• _SELECTED EXCERPT_
────────────────────

If the present case involved any question as to the authority or duty of the railroad company to deduct anything from the interest paid on its scrip, bonds or certificates of indebtedness, when held by nonresidents of Pennsylvania, the case of State Tax on ForeignHeld Bonds would be decisive against the state. But no such question is here presented. The statute of 1885 only applies to

scrip, bonds or certificates of indebtedness issued to, and held by, residents of Pennsylvania.

Counsel for the state insisted that the present case is controlled by Bell's Gap R. Co. v. Pennsylvania, 134 U. S. 232; 10 Sup. Ct. Rep. 553, reaffirmed in Jennings v. Coal Co., 147 U. S. 147; 13 Sup. Ct. Rep. 282. It is only necessary to observe that the corporations which complained in those cases of the tax assessed, under a Pennsylvania statute, upon their loans held by residents of Pennsylvania, were Pennsylvania corporations. No question arose in either of those cases as to the authority of Pennsylvania to make a corporation of another state an assessor or collector of taxes assessed by or under the authority of Pennsylvania against residents of Pennsylvania. Nor does the case now before us involve any question as to the extent to which the state may tax property within its limits belonging to the railroad company.

The views we have expressed are sufficient for the disposition of the case, without considering other grounds upon which, it is contended, the judgment below was erroneous.

The judgment of the Supreme Court of Pennsylvania is reversed, and the case is remanded for further proceedings not inconsistent with this opinion.

Reversed.*

The decision of the Pennsylvania court in the principal case is reported in 145 Penn. St. 38; 22 Atl. Rep. 212. The validity of the same law was again affirmed, as respects foreign corporations, in Commonwealth v. Delaware & Hudson Canal Co., 150 Penn. St. 245; 24 Atl. Rep. 599. In Jennings v. Coal Ridge Imp. & Coal Co., 147 U. S. 147; 13 Sup. Ct. Rep. 282, the defendant being a Pennsylvania corporation, it was held that the Pennsylvania statute (Act June 30, 1885, § 4) requiring the treasurer of each private corporation doing business in the state, upon the payment of interest on any bond, etc., issued by such corporation, to assess the state tax of three mills upon the "nominal value" of such evidence of debt, deduct the same from the interest paid and turn it into the state treasury, is not in contravention of the fourteenth amendment to the Constitution of the United States, as taking property without due process of law, or as providing for an unjust discrimination in favor of persons owning bonds of foreign corporations, which by the general laws of the state are taxed at their actual value.

* Reported in 153 U. S. 628; 14 Sup. Ct. Rep. 952.

CUMBERLAND TELEPHONE & TELEGRAPH Co. v. UNITED ELEOTRIC R. Co.

(Supreme Court of Tennessee, March 10, 1894.)

1. INJURY TO TELEPHONE LINES AND PLANT BY ELECTRIC RAILWAY ON SAME STREET. AN ELECTRIC STREET RAILWAY AN ORDINARY STREET USE. An electric street railway, operated by the trolley system, and for the transportation of passengers only, whose tracks conform to the surface of the street, is not an additional servitude upon the fee of the street, but it is a legitimate and ordinary use of the street within the meaning of a statute, granting to a telephone company the right to use the streets with its lines of poles and wires, but so as not to obstruct the ordinary use thereof.

────────────────────

• _SUPPLIED MATERIAL_

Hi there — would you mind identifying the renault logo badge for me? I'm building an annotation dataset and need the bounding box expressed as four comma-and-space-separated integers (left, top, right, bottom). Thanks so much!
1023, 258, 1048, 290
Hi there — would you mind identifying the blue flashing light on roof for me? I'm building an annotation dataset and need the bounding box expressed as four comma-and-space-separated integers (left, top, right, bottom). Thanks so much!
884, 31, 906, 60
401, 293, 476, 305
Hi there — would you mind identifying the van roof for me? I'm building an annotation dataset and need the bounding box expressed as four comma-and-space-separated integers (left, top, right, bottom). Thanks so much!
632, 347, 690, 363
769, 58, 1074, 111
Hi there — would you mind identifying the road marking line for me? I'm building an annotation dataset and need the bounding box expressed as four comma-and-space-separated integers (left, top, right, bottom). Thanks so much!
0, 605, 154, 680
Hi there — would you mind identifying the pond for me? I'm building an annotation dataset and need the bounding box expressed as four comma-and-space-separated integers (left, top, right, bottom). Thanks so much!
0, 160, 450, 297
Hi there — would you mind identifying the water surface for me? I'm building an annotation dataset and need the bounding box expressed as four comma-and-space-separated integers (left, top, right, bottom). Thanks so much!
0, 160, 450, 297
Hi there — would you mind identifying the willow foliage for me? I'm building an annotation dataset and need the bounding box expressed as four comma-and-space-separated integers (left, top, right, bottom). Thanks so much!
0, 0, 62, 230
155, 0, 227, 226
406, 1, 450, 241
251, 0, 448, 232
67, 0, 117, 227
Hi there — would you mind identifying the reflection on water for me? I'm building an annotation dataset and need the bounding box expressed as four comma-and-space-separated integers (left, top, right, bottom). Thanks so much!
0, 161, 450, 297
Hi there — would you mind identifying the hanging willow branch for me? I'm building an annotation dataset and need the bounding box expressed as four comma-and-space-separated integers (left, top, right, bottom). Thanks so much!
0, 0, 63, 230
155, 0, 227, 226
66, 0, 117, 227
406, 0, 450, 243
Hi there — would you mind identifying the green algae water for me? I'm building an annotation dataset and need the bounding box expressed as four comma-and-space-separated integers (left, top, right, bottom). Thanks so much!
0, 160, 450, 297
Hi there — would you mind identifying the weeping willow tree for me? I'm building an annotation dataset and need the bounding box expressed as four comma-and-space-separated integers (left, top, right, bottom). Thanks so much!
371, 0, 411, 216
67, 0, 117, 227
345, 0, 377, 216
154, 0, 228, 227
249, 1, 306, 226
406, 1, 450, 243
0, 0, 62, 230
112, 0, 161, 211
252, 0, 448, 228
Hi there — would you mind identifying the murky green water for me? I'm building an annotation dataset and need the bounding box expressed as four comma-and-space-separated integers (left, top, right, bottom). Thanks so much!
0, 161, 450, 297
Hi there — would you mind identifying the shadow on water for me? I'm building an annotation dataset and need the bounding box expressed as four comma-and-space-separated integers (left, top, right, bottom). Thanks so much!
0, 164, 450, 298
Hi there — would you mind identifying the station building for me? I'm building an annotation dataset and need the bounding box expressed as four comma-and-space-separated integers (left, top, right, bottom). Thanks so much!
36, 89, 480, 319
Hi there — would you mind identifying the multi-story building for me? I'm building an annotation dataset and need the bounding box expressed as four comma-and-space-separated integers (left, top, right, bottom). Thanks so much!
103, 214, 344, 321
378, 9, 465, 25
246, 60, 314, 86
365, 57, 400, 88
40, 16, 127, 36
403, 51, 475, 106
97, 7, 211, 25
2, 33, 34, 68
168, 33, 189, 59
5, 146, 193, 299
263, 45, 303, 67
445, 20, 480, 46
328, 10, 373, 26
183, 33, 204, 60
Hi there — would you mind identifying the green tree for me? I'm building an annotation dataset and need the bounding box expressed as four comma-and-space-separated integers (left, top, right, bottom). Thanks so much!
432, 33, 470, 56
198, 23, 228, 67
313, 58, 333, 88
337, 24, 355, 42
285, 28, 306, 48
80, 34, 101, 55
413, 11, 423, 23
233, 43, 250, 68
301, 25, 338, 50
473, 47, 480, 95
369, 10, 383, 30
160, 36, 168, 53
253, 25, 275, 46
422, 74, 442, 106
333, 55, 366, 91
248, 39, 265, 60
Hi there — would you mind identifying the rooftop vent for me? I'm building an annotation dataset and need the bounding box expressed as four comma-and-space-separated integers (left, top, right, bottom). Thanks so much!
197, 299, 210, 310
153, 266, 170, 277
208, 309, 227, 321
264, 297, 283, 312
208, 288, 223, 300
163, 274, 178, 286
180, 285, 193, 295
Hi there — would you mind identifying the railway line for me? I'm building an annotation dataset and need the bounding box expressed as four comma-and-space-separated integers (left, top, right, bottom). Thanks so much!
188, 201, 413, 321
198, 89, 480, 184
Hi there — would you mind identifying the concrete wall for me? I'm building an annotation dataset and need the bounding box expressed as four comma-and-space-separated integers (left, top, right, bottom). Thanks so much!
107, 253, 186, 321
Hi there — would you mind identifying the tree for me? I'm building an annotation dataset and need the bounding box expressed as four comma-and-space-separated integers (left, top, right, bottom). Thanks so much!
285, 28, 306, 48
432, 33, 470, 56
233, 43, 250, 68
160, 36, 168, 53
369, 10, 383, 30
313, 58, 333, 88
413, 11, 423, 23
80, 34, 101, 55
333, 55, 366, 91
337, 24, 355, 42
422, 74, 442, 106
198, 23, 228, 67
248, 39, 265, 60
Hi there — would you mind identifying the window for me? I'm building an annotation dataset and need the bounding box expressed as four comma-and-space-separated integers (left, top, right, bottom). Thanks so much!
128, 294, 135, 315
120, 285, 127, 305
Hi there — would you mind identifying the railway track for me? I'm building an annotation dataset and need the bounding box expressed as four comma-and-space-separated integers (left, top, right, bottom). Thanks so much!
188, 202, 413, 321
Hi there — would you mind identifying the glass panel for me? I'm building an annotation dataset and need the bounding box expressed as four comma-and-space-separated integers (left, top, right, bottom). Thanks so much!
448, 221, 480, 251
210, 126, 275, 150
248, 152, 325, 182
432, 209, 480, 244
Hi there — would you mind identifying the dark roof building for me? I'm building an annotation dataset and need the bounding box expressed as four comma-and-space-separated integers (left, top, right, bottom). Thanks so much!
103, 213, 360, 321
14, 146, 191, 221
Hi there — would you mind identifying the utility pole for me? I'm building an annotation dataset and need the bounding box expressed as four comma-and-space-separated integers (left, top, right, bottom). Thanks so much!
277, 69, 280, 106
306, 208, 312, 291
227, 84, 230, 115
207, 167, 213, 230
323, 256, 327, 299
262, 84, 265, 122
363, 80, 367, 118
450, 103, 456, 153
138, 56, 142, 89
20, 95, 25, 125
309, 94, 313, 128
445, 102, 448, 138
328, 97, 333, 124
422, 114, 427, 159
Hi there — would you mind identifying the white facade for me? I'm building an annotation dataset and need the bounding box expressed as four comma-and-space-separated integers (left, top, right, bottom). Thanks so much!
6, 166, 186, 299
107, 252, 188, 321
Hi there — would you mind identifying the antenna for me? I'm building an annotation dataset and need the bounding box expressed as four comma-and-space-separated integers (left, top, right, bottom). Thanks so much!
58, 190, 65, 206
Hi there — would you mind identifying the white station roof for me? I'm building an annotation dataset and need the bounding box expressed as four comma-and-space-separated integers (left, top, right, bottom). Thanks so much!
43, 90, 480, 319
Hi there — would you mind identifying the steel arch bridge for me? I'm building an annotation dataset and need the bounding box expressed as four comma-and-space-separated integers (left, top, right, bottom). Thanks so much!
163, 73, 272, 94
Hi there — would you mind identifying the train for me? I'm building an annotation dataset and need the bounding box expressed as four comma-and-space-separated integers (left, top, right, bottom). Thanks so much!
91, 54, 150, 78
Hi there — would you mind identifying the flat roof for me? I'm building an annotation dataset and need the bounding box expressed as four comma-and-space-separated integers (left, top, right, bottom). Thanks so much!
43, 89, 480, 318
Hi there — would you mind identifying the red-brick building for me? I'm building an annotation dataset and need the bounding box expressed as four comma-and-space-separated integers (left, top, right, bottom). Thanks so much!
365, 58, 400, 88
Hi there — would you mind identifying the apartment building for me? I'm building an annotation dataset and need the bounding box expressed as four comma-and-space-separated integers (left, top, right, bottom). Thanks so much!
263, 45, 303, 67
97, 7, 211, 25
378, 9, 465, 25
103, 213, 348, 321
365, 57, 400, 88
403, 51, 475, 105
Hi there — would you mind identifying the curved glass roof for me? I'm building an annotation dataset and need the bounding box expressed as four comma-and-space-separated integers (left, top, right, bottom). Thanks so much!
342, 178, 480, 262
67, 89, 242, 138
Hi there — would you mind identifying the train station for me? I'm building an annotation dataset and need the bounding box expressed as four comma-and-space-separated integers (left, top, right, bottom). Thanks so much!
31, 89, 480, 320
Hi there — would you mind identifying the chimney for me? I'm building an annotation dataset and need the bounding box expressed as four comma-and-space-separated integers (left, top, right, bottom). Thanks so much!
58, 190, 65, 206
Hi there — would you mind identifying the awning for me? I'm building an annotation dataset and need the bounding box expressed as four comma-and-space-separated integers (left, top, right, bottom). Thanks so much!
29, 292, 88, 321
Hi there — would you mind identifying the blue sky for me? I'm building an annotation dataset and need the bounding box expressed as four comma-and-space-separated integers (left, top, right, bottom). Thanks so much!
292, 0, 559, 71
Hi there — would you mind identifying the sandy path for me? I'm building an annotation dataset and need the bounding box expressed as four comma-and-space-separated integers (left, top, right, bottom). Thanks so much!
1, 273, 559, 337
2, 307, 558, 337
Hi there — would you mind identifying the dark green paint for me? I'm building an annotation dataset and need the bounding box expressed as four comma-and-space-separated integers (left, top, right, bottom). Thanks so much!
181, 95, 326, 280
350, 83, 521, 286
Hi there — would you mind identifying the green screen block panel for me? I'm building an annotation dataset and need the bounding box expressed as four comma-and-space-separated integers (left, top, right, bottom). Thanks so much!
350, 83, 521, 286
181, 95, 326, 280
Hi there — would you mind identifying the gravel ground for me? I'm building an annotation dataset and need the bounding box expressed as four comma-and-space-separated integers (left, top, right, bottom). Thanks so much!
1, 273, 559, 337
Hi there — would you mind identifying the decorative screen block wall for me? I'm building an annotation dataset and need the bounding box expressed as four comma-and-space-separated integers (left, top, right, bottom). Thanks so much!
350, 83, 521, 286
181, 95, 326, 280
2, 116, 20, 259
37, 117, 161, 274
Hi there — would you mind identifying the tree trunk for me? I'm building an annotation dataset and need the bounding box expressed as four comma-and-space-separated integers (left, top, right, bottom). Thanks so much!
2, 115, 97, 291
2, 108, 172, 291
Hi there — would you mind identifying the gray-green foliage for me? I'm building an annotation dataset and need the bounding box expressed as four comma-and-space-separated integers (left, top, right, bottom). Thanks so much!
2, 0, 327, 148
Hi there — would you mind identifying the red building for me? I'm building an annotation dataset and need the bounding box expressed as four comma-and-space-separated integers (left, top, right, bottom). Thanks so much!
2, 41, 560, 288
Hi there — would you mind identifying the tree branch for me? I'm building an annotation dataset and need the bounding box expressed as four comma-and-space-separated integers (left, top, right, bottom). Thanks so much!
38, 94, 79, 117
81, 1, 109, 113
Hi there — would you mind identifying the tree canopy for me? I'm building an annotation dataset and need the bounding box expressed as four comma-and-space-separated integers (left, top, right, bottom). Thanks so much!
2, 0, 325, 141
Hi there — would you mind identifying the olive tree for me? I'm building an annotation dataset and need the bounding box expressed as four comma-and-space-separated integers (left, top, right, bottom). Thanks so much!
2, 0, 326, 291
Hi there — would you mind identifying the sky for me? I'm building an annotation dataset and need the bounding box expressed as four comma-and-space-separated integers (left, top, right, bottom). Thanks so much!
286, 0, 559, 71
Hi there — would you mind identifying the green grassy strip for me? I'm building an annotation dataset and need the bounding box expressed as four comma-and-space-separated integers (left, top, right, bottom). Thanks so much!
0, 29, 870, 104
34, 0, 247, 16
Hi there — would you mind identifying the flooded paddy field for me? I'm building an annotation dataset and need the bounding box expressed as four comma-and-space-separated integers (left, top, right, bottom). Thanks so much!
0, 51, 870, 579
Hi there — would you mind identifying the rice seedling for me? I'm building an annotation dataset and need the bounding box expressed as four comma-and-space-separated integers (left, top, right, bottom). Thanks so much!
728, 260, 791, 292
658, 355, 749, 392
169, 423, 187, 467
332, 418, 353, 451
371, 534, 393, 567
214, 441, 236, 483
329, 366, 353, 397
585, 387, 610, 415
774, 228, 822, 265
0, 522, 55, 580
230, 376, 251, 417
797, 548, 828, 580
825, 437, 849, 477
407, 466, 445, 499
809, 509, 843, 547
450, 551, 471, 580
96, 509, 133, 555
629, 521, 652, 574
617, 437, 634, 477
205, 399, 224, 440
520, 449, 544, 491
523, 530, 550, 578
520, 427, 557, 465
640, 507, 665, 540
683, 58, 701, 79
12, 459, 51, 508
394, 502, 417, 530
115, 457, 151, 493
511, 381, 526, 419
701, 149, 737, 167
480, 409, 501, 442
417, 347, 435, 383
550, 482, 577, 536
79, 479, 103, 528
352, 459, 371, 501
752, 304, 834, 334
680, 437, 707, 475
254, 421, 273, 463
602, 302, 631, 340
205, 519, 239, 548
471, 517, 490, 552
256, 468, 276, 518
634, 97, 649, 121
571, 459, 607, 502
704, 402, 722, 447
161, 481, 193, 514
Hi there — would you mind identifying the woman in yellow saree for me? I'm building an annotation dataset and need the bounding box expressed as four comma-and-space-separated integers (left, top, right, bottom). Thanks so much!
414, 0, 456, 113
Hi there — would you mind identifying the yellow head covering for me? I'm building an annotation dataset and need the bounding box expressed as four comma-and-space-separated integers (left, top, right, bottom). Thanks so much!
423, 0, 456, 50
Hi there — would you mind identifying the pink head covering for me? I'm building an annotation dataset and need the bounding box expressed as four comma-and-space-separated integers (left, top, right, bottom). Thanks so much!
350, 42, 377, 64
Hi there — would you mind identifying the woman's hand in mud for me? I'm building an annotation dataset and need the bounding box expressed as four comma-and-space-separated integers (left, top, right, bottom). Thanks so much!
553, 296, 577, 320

────────────────────

• _REQUIRED WORK_
1: In the court report, shorten the paragraph that begins "Counsel for the state insisted" into a short list that keeps its main facts.
2: Resume the court report on the telephone company and the electric railway right after its last sentence.
The rows are separate material, apart from the court report.

• _ANSWERS FOR THE EXERCISE_
1:
- The state argued that this case was governed by Bell's Gap R. Co. v. Pennsylvania (134 U. S. 232), which was reaffirmed in Jennings v. Coal Co. (147 U. S. 147).
- The companies that objected to the tax in those cases were Pennsylvania corporations.
- Neither case asked whether Pennsylvania could make a corporation from another state assess or collect Pennsylvania taxes owed by Pennsylvania residents.
- The present case also does not ask how far the state may tax the railroad company's property within its borders.

2:
2. RELATIVE RIGHTS OF TELEPHONE COMPANY AND ELECTRIC RAILWAY COMPANY OCCUPYING SAME STREET. An electric railway company was authorized to occupy a street upon which a telephone line had been previously constructed under authority of law, with a proviso that it should not obstruct the ordinary use of the street. Held, that each must exercise its rights with that careful and prudent regard for the rights of the other which the law enjoins, and which is embodied in the maxim, sic utere tuo ut alienum non lædas. Both being authorized by the legislature, their right to occupy and use the streets are co-ordinate; each, within its own sphere, is independent of the other, and the right of neither is subordinate to the other, except as made so by the legislature.

3. INJURY TO TELEPHONE COMPANY BY THE PHYSICAL OBSTRUCTION CAUSED BY THE POLES AND WIRES. Where the poles and wires of an electric railway company were erected on both sides of a street and so as to interfere with the poles and wires of a telephone company previously erected on one side of the same street, in consequence of which the latter company was obliged to put in higher poles, it was held that, as the railway company might reasonably have avoided such interference, by using a single line of poles in the middle or on one side of the street, the latter company was liable for the injury caused by such interference, and a recovery for the expense incurred in repairing such injury was allowed.

4. INJURY BY INDUCTION. In the case stated the operation of the telephone plant was interfered with by induction caused by the proximity and parallelism of the wires and the varying intensity of the current in the railway wires. The only remedy for this was to destroy the parallelism of the wires, which the telephone company did. Held, that, as the railway company could not exercise its right without creating this induction, and as its use of the street was an ordinary use, which the telephone company was forbidden to obstruct, the placing of the telephone wires so that induction would necessarily result, amounted to an obstruction of the ordinary use of the street, and that the railway company was not liable for the consequences of such induction.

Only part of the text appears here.